━━ CYTOWANY FRAGMENT

Złowiona mgła
Szanowny Panie Redaktorze!
P. Jan Pęski, twierdząc w swym liście do "Dziennika", że po przeczytaniu recenzji St. Balińskiego nie miałby powodów do obejrzenia "Łowców mgły" (których treść - rzekomo - została ujawniona) - przecenia w moim przekonaniu rolę autora w całości złożonego zjawiska artystycznego, jakim jest przedstawienie teatralne.
Treść jest najmniej ważnym elementem nawet w gołym tekście sztuki teatralnej. (Najważniejszym elementem utworu literackiego jest styl.). Cały tekst literacki sztuki - wraz z tym wszystkim co zawiera oprócz treści - jest tylko błahym pretekstem dla realizatorów - reżysera, aktorów, dekoratora, operatora świateł - do stworzenia syntetycznego zbiorowego dzieła, jakim jest przedstawienie teatralne.

━━━━

— ZADANIE 1 —
Proszę wypisać każdy wiersz, w którym występuje słowo "motorcycle".
Fragment i wiersze pochodzą z różnych źródeł.

━━ DANE WEJŚCIOWE

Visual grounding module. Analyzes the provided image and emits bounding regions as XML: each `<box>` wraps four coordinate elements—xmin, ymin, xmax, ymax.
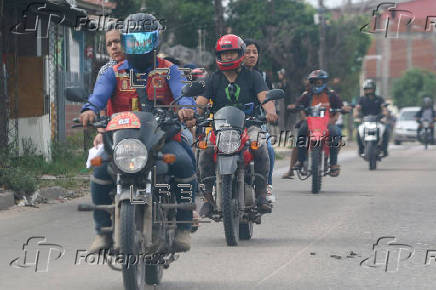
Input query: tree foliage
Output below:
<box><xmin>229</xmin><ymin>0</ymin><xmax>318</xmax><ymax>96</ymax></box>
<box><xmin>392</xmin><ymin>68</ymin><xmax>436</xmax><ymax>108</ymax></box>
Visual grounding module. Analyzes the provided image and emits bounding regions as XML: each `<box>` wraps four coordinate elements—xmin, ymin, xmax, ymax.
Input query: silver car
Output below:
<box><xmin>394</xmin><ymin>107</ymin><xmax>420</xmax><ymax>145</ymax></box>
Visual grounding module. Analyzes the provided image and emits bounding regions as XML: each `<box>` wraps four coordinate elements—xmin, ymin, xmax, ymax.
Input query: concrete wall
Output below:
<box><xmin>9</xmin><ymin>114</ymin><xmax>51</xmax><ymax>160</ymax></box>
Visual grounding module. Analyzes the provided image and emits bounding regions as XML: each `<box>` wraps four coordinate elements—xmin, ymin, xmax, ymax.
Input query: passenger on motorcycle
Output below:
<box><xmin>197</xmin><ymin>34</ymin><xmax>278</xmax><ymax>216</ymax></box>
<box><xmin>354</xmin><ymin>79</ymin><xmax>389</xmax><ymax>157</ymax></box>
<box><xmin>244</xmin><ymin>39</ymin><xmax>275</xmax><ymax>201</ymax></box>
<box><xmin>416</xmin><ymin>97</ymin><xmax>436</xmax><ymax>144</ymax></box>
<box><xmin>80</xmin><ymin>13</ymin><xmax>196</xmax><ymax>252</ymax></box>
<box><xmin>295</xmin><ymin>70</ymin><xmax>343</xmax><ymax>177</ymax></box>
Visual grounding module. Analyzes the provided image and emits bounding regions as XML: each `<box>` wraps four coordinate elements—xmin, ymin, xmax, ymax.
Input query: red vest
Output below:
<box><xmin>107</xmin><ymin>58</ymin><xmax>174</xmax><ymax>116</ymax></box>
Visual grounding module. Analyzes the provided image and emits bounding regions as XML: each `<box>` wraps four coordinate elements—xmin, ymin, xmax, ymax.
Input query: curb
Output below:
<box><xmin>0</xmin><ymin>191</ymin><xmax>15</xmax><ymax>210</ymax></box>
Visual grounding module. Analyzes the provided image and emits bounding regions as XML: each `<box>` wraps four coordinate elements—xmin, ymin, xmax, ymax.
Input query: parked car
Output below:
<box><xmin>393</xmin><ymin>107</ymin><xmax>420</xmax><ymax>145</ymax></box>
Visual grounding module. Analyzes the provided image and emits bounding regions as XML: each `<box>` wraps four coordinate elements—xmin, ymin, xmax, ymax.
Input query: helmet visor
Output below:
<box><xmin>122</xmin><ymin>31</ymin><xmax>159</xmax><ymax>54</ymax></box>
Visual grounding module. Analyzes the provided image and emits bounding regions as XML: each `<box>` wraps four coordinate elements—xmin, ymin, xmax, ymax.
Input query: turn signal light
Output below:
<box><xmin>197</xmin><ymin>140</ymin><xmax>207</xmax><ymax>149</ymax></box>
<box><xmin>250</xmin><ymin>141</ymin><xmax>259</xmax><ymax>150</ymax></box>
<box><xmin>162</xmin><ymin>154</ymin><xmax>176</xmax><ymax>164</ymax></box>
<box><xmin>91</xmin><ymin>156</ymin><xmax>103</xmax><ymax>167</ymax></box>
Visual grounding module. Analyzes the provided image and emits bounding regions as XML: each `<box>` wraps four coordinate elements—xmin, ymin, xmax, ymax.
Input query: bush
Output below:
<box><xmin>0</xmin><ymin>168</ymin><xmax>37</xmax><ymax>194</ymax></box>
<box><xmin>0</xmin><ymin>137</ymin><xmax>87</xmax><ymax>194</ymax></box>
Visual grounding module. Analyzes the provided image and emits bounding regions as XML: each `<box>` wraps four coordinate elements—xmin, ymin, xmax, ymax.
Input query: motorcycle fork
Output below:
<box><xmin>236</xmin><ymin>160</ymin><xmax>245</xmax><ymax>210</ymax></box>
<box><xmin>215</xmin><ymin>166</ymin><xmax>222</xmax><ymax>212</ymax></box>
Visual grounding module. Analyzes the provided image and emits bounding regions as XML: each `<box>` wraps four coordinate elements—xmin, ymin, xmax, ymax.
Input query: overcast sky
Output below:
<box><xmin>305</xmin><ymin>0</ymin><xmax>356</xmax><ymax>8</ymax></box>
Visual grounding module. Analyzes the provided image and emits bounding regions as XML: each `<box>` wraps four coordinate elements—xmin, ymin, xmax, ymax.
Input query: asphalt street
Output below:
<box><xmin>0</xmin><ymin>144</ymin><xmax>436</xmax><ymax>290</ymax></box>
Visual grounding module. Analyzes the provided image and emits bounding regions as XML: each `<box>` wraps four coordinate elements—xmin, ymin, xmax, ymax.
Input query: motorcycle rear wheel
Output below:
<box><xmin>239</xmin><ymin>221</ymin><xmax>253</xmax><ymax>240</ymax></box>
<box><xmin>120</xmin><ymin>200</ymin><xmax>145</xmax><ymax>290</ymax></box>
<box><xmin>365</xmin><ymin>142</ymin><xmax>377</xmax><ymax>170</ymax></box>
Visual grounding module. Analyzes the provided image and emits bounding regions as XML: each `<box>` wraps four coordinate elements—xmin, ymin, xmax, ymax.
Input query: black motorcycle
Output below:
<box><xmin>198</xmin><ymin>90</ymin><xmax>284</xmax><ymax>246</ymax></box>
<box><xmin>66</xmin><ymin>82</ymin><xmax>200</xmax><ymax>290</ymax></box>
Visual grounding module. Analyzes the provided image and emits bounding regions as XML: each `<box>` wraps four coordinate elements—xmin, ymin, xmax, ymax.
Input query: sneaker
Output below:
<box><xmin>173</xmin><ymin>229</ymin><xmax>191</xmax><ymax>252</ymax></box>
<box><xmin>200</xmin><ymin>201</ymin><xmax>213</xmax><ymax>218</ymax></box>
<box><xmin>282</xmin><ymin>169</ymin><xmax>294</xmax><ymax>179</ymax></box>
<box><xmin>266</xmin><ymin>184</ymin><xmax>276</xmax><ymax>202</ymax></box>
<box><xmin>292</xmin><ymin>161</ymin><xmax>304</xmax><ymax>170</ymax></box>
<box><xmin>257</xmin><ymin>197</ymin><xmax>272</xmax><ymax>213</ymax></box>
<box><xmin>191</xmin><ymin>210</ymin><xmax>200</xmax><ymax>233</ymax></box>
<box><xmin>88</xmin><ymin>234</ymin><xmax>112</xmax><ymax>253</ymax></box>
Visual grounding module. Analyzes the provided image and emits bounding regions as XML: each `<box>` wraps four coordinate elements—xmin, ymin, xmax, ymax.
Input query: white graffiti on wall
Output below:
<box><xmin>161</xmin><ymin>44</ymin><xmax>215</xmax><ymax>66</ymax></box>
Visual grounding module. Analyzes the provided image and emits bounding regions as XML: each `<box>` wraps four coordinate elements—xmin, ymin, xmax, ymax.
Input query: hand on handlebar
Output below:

━━━━

— ZADANIE 2 —
Odpowiedz krótko na pytania do fragmentu:
(a) Do jakiego pisma Jan Pęski wysłał swój list?
(b) Czyją recenzję przeczytał Jan Pęski?
(c) Co według autora jest najważniejszym elementem utworu literackiego?

— ROZWIĄZANIE ZADANIA 1 —
Input query: passenger on motorcycle
Input query: motorcycle fork
Input query: motorcycle rear wheel
Input query: black motorcycle

— ROZWIĄZANIE ZADANIA 2 —
(a) Do „Dziennika”.
(b) Recenzję St. Balińskiego.
(c) Styl.